**Exercise description:** Search through the entries for the word "surface" and copy every line that has it.
---------- Task material
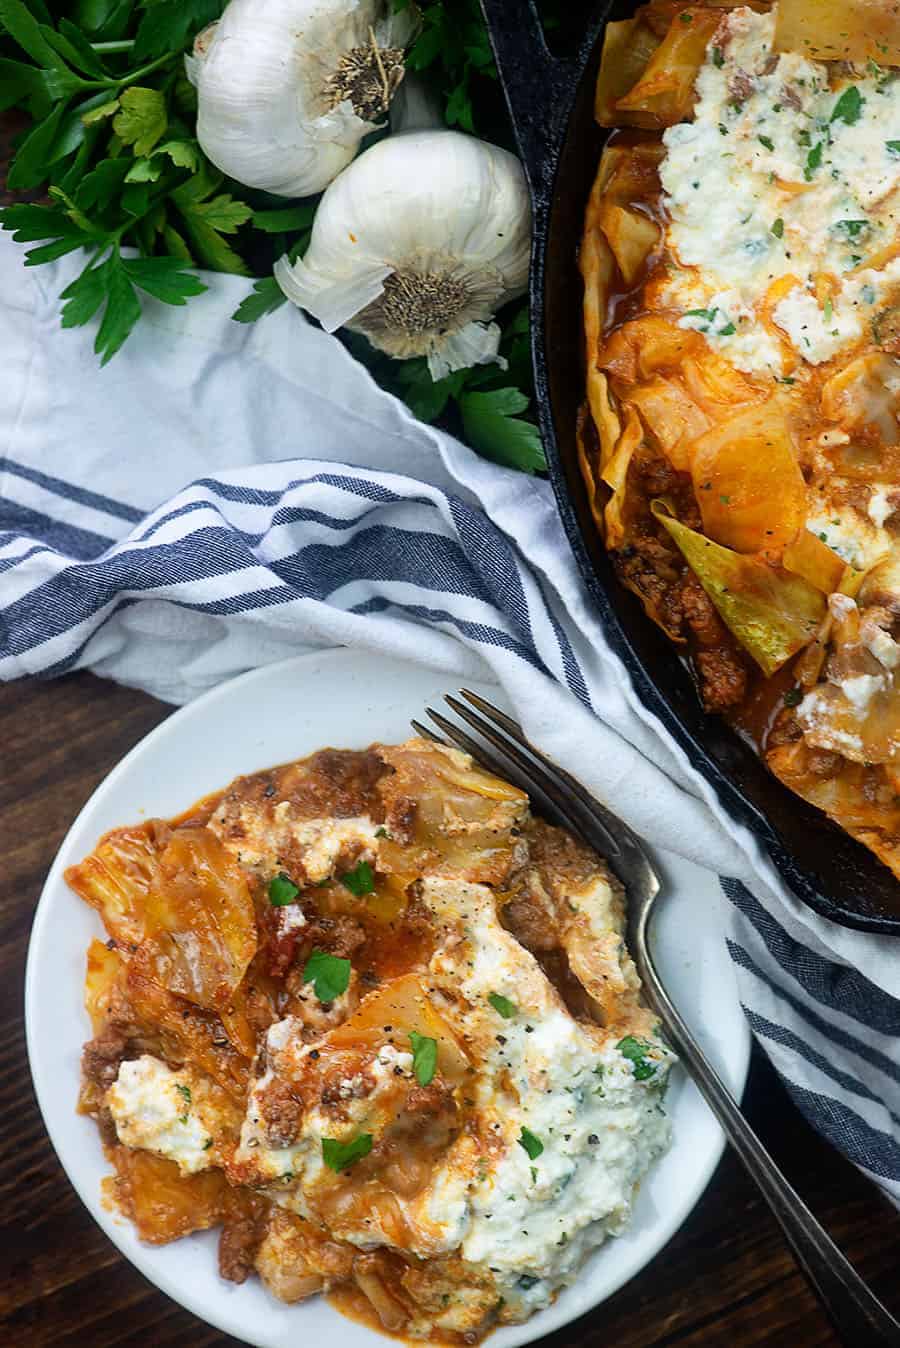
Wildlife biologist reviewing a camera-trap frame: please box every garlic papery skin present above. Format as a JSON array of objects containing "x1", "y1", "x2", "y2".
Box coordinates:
[
  {"x1": 187, "y1": 0, "x2": 416, "y2": 198},
  {"x1": 274, "y1": 130, "x2": 532, "y2": 379}
]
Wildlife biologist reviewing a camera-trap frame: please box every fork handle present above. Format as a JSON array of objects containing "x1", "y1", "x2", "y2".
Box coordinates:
[{"x1": 638, "y1": 940, "x2": 900, "y2": 1346}]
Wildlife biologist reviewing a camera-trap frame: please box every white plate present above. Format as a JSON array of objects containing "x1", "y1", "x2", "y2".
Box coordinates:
[{"x1": 26, "y1": 649, "x2": 751, "y2": 1348}]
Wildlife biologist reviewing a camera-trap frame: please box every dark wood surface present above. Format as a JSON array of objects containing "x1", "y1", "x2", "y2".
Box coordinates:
[{"x1": 1, "y1": 672, "x2": 899, "y2": 1348}]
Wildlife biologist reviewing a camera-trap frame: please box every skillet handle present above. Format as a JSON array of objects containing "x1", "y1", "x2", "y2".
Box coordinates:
[{"x1": 477, "y1": 0, "x2": 591, "y2": 201}]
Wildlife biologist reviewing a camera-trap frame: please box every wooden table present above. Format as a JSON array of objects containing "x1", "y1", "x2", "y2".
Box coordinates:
[{"x1": 1, "y1": 672, "x2": 899, "y2": 1347}]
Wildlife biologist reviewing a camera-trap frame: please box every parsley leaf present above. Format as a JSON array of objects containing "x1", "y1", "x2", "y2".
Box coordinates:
[
  {"x1": 457, "y1": 388, "x2": 546, "y2": 474},
  {"x1": 321, "y1": 1133, "x2": 373, "y2": 1173},
  {"x1": 303, "y1": 949, "x2": 351, "y2": 1002},
  {"x1": 888, "y1": 141, "x2": 900, "y2": 157},
  {"x1": 175, "y1": 1083, "x2": 192, "y2": 1106},
  {"x1": 771, "y1": 218, "x2": 784, "y2": 238},
  {"x1": 784, "y1": 687, "x2": 803, "y2": 707},
  {"x1": 269, "y1": 872, "x2": 300, "y2": 906},
  {"x1": 133, "y1": 0, "x2": 224, "y2": 61},
  {"x1": 616, "y1": 1035, "x2": 658, "y2": 1081},
  {"x1": 757, "y1": 134, "x2": 774, "y2": 151},
  {"x1": 517, "y1": 1127, "x2": 544, "y2": 1159},
  {"x1": 804, "y1": 141, "x2": 824, "y2": 181},
  {"x1": 232, "y1": 275, "x2": 288, "y2": 324},
  {"x1": 409, "y1": 1031, "x2": 438, "y2": 1086},
  {"x1": 340, "y1": 860, "x2": 375, "y2": 897},
  {"x1": 113, "y1": 86, "x2": 168, "y2": 158},
  {"x1": 830, "y1": 86, "x2": 863, "y2": 126},
  {"x1": 488, "y1": 992, "x2": 517, "y2": 1019},
  {"x1": 834, "y1": 219, "x2": 868, "y2": 240}
]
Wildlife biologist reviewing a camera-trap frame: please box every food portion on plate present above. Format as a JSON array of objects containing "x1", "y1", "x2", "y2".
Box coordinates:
[
  {"x1": 579, "y1": 0, "x2": 900, "y2": 874},
  {"x1": 67, "y1": 737, "x2": 673, "y2": 1344}
]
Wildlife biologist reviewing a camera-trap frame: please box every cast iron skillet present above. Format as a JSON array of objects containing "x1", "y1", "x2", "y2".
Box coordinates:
[{"x1": 478, "y1": 0, "x2": 900, "y2": 934}]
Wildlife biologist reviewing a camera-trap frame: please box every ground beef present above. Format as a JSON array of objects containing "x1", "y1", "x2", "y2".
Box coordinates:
[
  {"x1": 219, "y1": 1216, "x2": 264, "y2": 1285},
  {"x1": 260, "y1": 1078, "x2": 303, "y2": 1148},
  {"x1": 729, "y1": 69, "x2": 756, "y2": 102},
  {"x1": 301, "y1": 915, "x2": 366, "y2": 960},
  {"x1": 81, "y1": 1029, "x2": 129, "y2": 1091},
  {"x1": 680, "y1": 573, "x2": 723, "y2": 647},
  {"x1": 501, "y1": 897, "x2": 558, "y2": 953},
  {"x1": 403, "y1": 1081, "x2": 457, "y2": 1119},
  {"x1": 807, "y1": 749, "x2": 842, "y2": 779},
  {"x1": 696, "y1": 647, "x2": 748, "y2": 712}
]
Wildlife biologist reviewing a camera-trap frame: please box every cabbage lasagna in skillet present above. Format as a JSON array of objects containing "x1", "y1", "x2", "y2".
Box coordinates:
[{"x1": 580, "y1": 0, "x2": 900, "y2": 874}]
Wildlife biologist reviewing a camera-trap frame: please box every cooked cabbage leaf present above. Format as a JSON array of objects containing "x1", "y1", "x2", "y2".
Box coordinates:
[{"x1": 653, "y1": 503, "x2": 825, "y2": 675}]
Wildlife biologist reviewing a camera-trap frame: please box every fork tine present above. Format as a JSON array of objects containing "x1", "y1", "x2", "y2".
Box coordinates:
[
  {"x1": 457, "y1": 688, "x2": 653, "y2": 857},
  {"x1": 423, "y1": 707, "x2": 582, "y2": 834},
  {"x1": 443, "y1": 693, "x2": 622, "y2": 859},
  {"x1": 411, "y1": 718, "x2": 444, "y2": 744}
]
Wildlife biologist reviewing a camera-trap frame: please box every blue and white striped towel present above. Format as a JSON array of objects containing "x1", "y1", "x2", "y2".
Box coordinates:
[{"x1": 2, "y1": 231, "x2": 898, "y2": 1201}]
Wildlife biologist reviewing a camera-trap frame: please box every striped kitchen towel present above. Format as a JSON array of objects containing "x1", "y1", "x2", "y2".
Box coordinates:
[{"x1": 2, "y1": 231, "x2": 898, "y2": 1202}]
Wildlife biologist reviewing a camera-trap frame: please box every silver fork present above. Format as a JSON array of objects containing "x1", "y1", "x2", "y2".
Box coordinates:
[{"x1": 413, "y1": 690, "x2": 900, "y2": 1348}]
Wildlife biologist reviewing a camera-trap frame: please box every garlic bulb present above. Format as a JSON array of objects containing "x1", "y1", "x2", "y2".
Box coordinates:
[
  {"x1": 187, "y1": 0, "x2": 416, "y2": 198},
  {"x1": 274, "y1": 130, "x2": 532, "y2": 379}
]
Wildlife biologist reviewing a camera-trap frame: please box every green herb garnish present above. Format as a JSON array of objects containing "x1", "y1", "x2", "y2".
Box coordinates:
[
  {"x1": 757, "y1": 135, "x2": 774, "y2": 151},
  {"x1": 804, "y1": 142, "x2": 824, "y2": 181},
  {"x1": 488, "y1": 992, "x2": 517, "y2": 1019},
  {"x1": 771, "y1": 218, "x2": 784, "y2": 238},
  {"x1": 322, "y1": 1134, "x2": 373, "y2": 1172},
  {"x1": 302, "y1": 950, "x2": 351, "y2": 1002},
  {"x1": 409, "y1": 1031, "x2": 438, "y2": 1087},
  {"x1": 784, "y1": 687, "x2": 803, "y2": 707},
  {"x1": 269, "y1": 872, "x2": 300, "y2": 906},
  {"x1": 175, "y1": 1083, "x2": 191, "y2": 1106},
  {"x1": 831, "y1": 86, "x2": 863, "y2": 125},
  {"x1": 517, "y1": 1127, "x2": 544, "y2": 1160},
  {"x1": 616, "y1": 1035, "x2": 658, "y2": 1081},
  {"x1": 340, "y1": 859, "x2": 375, "y2": 897}
]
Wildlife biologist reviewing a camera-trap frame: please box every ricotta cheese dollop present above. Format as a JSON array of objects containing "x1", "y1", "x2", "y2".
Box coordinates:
[{"x1": 660, "y1": 6, "x2": 900, "y2": 376}]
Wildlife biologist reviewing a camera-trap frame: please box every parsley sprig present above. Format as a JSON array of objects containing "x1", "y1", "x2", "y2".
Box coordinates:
[{"x1": 0, "y1": 0, "x2": 557, "y2": 473}]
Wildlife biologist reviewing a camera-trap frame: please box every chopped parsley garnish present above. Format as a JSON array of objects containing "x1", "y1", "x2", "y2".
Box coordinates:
[
  {"x1": 269, "y1": 872, "x2": 300, "y2": 906},
  {"x1": 718, "y1": 322, "x2": 736, "y2": 336},
  {"x1": 776, "y1": 376, "x2": 796, "y2": 385},
  {"x1": 830, "y1": 86, "x2": 863, "y2": 126},
  {"x1": 488, "y1": 992, "x2": 517, "y2": 1019},
  {"x1": 530, "y1": 1166, "x2": 538, "y2": 1183},
  {"x1": 823, "y1": 298, "x2": 834, "y2": 323},
  {"x1": 888, "y1": 141, "x2": 900, "y2": 157},
  {"x1": 804, "y1": 142, "x2": 823, "y2": 181},
  {"x1": 374, "y1": 826, "x2": 388, "y2": 838},
  {"x1": 518, "y1": 1127, "x2": 544, "y2": 1160},
  {"x1": 340, "y1": 859, "x2": 375, "y2": 897},
  {"x1": 757, "y1": 135, "x2": 774, "y2": 151},
  {"x1": 322, "y1": 1134, "x2": 373, "y2": 1172},
  {"x1": 176, "y1": 1083, "x2": 191, "y2": 1106},
  {"x1": 409, "y1": 1031, "x2": 438, "y2": 1087},
  {"x1": 203, "y1": 1138, "x2": 214, "y2": 1150},
  {"x1": 771, "y1": 218, "x2": 784, "y2": 238},
  {"x1": 302, "y1": 949, "x2": 351, "y2": 1002},
  {"x1": 834, "y1": 219, "x2": 868, "y2": 240},
  {"x1": 784, "y1": 687, "x2": 803, "y2": 707},
  {"x1": 712, "y1": 46, "x2": 724, "y2": 68},
  {"x1": 616, "y1": 1035, "x2": 658, "y2": 1082}
]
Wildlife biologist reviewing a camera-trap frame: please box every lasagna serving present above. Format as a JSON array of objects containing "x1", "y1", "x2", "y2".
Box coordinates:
[
  {"x1": 70, "y1": 738, "x2": 672, "y2": 1343},
  {"x1": 580, "y1": 0, "x2": 900, "y2": 874}
]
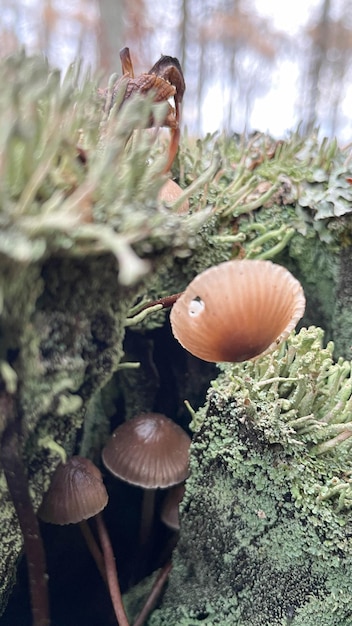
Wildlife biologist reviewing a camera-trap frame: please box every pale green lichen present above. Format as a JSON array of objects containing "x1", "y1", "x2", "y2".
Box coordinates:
[
  {"x1": 149, "y1": 327, "x2": 352, "y2": 625},
  {"x1": 0, "y1": 52, "x2": 209, "y2": 281}
]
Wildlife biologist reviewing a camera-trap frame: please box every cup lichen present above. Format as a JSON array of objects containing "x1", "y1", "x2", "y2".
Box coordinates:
[{"x1": 148, "y1": 327, "x2": 352, "y2": 625}]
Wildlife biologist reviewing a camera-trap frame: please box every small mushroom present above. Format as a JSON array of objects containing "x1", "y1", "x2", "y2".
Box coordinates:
[
  {"x1": 102, "y1": 412, "x2": 191, "y2": 545},
  {"x1": 38, "y1": 455, "x2": 129, "y2": 626},
  {"x1": 170, "y1": 259, "x2": 305, "y2": 363},
  {"x1": 160, "y1": 482, "x2": 185, "y2": 532},
  {"x1": 158, "y1": 483, "x2": 185, "y2": 568},
  {"x1": 38, "y1": 455, "x2": 108, "y2": 525},
  {"x1": 158, "y1": 179, "x2": 189, "y2": 214}
]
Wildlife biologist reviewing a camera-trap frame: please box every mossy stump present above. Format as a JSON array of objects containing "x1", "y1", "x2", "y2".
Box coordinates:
[{"x1": 149, "y1": 328, "x2": 352, "y2": 626}]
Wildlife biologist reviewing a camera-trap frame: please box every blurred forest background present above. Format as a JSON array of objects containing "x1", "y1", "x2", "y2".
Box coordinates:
[{"x1": 1, "y1": 0, "x2": 352, "y2": 141}]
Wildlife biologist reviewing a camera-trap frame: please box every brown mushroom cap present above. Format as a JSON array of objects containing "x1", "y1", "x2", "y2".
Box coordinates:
[
  {"x1": 170, "y1": 259, "x2": 306, "y2": 363},
  {"x1": 158, "y1": 179, "x2": 189, "y2": 214},
  {"x1": 38, "y1": 456, "x2": 108, "y2": 525},
  {"x1": 102, "y1": 413, "x2": 191, "y2": 489}
]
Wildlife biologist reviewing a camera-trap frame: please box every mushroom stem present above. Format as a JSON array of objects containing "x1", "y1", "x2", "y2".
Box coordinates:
[
  {"x1": 139, "y1": 292, "x2": 183, "y2": 313},
  {"x1": 140, "y1": 488, "x2": 156, "y2": 546},
  {"x1": 79, "y1": 520, "x2": 107, "y2": 584},
  {"x1": 132, "y1": 560, "x2": 172, "y2": 626},
  {"x1": 1, "y1": 421, "x2": 50, "y2": 626},
  {"x1": 95, "y1": 512, "x2": 130, "y2": 626}
]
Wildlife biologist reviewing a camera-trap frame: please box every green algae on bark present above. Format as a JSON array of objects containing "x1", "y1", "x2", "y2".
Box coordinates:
[{"x1": 148, "y1": 326, "x2": 352, "y2": 626}]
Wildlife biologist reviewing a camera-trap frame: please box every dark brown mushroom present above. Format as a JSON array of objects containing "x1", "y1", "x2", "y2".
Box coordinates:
[
  {"x1": 170, "y1": 259, "x2": 306, "y2": 363},
  {"x1": 158, "y1": 179, "x2": 189, "y2": 214},
  {"x1": 102, "y1": 412, "x2": 191, "y2": 545},
  {"x1": 38, "y1": 455, "x2": 129, "y2": 626},
  {"x1": 38, "y1": 455, "x2": 107, "y2": 525}
]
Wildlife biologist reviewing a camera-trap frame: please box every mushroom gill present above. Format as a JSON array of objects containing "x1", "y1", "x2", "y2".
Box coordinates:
[{"x1": 170, "y1": 258, "x2": 306, "y2": 363}]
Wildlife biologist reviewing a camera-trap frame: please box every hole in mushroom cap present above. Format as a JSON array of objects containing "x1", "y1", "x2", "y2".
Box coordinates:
[
  {"x1": 170, "y1": 259, "x2": 306, "y2": 363},
  {"x1": 188, "y1": 296, "x2": 205, "y2": 317}
]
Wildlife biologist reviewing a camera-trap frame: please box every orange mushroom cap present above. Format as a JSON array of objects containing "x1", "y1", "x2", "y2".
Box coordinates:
[
  {"x1": 102, "y1": 413, "x2": 191, "y2": 489},
  {"x1": 158, "y1": 179, "x2": 189, "y2": 214},
  {"x1": 170, "y1": 259, "x2": 305, "y2": 363},
  {"x1": 38, "y1": 456, "x2": 108, "y2": 525}
]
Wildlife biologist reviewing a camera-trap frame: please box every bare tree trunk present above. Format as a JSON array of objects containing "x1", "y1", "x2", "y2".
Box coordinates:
[
  {"x1": 97, "y1": 0, "x2": 125, "y2": 74},
  {"x1": 303, "y1": 0, "x2": 331, "y2": 133},
  {"x1": 180, "y1": 0, "x2": 188, "y2": 71},
  {"x1": 227, "y1": 49, "x2": 236, "y2": 131},
  {"x1": 197, "y1": 37, "x2": 205, "y2": 135}
]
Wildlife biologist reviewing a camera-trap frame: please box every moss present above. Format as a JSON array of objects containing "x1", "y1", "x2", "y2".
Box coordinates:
[{"x1": 149, "y1": 327, "x2": 352, "y2": 625}]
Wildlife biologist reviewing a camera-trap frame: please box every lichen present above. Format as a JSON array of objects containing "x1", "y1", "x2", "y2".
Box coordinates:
[
  {"x1": 2, "y1": 50, "x2": 352, "y2": 622},
  {"x1": 0, "y1": 50, "x2": 210, "y2": 610},
  {"x1": 149, "y1": 327, "x2": 352, "y2": 625},
  {"x1": 172, "y1": 131, "x2": 352, "y2": 352}
]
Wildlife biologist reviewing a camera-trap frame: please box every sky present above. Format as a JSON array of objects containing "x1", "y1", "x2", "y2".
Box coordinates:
[
  {"x1": 253, "y1": 0, "x2": 321, "y2": 33},
  {"x1": 249, "y1": 0, "x2": 320, "y2": 136}
]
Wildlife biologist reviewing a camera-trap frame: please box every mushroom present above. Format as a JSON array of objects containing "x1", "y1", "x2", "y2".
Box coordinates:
[
  {"x1": 38, "y1": 455, "x2": 108, "y2": 526},
  {"x1": 170, "y1": 258, "x2": 306, "y2": 363},
  {"x1": 38, "y1": 455, "x2": 130, "y2": 626},
  {"x1": 158, "y1": 179, "x2": 189, "y2": 214},
  {"x1": 102, "y1": 412, "x2": 191, "y2": 546},
  {"x1": 160, "y1": 482, "x2": 185, "y2": 532},
  {"x1": 157, "y1": 482, "x2": 186, "y2": 570}
]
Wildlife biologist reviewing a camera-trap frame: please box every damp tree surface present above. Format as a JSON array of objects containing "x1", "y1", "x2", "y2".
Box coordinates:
[{"x1": 1, "y1": 49, "x2": 352, "y2": 626}]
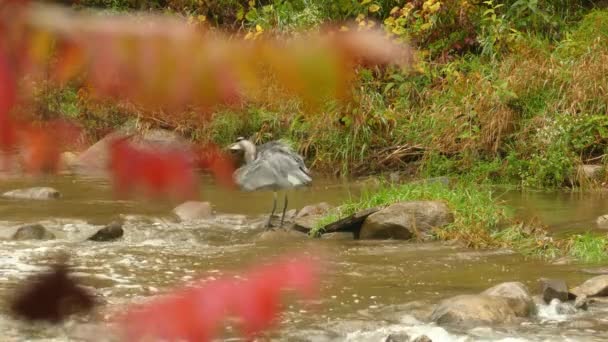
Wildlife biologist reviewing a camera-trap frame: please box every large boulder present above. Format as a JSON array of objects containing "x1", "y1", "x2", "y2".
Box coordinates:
[
  {"x1": 359, "y1": 201, "x2": 454, "y2": 240},
  {"x1": 12, "y1": 224, "x2": 55, "y2": 240},
  {"x1": 2, "y1": 187, "x2": 61, "y2": 200},
  {"x1": 482, "y1": 281, "x2": 535, "y2": 314},
  {"x1": 539, "y1": 278, "x2": 569, "y2": 304},
  {"x1": 431, "y1": 294, "x2": 530, "y2": 326},
  {"x1": 570, "y1": 275, "x2": 608, "y2": 298},
  {"x1": 172, "y1": 201, "x2": 213, "y2": 221},
  {"x1": 73, "y1": 129, "x2": 192, "y2": 177}
]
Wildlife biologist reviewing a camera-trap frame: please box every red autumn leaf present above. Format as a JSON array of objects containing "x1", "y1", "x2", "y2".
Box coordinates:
[
  {"x1": 0, "y1": 49, "x2": 17, "y2": 153},
  {"x1": 117, "y1": 253, "x2": 321, "y2": 342},
  {"x1": 196, "y1": 143, "x2": 237, "y2": 189},
  {"x1": 108, "y1": 136, "x2": 199, "y2": 201},
  {"x1": 19, "y1": 125, "x2": 61, "y2": 175}
]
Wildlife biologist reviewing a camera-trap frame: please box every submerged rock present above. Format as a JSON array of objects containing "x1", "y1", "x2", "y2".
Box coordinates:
[
  {"x1": 570, "y1": 275, "x2": 608, "y2": 298},
  {"x1": 2, "y1": 187, "x2": 61, "y2": 200},
  {"x1": 553, "y1": 299, "x2": 577, "y2": 315},
  {"x1": 539, "y1": 278, "x2": 569, "y2": 303},
  {"x1": 430, "y1": 294, "x2": 530, "y2": 326},
  {"x1": 12, "y1": 224, "x2": 55, "y2": 240},
  {"x1": 359, "y1": 201, "x2": 453, "y2": 240},
  {"x1": 87, "y1": 222, "x2": 124, "y2": 242},
  {"x1": 172, "y1": 201, "x2": 213, "y2": 221},
  {"x1": 321, "y1": 232, "x2": 355, "y2": 240}
]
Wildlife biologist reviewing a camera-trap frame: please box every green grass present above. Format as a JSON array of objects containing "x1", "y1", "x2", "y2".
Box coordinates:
[
  {"x1": 310, "y1": 180, "x2": 510, "y2": 245},
  {"x1": 566, "y1": 232, "x2": 608, "y2": 263}
]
--------------------
**Answer section:**
Wildlife biologist reviewing a camera-trap frame: please box every dark wood surface present above. Format as a JSON array of objects containing "x1", "y1", "x2", "y2".
Wildlife biologist reviewing a camera-trap frame: please box every damp tree surface present above. Format as a JSON array of objects containing "x1", "y1", "x2", "y2".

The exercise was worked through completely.